# Directions for this task:
Count the lines in the rows below that contain the word "green". Reply with the number alone.

☆ ☆ ☆

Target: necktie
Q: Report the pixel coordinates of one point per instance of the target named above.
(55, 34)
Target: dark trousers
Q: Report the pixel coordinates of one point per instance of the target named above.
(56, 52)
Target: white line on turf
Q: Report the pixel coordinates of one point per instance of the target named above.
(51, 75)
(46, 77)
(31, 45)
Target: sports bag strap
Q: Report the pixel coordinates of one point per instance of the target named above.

☆ ☆ ☆

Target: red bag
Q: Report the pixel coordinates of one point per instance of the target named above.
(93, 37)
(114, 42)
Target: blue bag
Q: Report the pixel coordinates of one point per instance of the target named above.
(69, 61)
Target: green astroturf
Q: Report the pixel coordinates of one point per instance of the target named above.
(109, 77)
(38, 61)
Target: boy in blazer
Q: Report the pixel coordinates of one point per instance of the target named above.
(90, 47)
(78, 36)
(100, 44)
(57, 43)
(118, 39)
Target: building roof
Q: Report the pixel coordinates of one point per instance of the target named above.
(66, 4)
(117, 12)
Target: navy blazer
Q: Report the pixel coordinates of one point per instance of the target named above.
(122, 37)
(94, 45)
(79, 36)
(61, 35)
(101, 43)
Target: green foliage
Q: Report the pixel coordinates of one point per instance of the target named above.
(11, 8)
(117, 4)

☆ ☆ ☆

# Output of the task:
2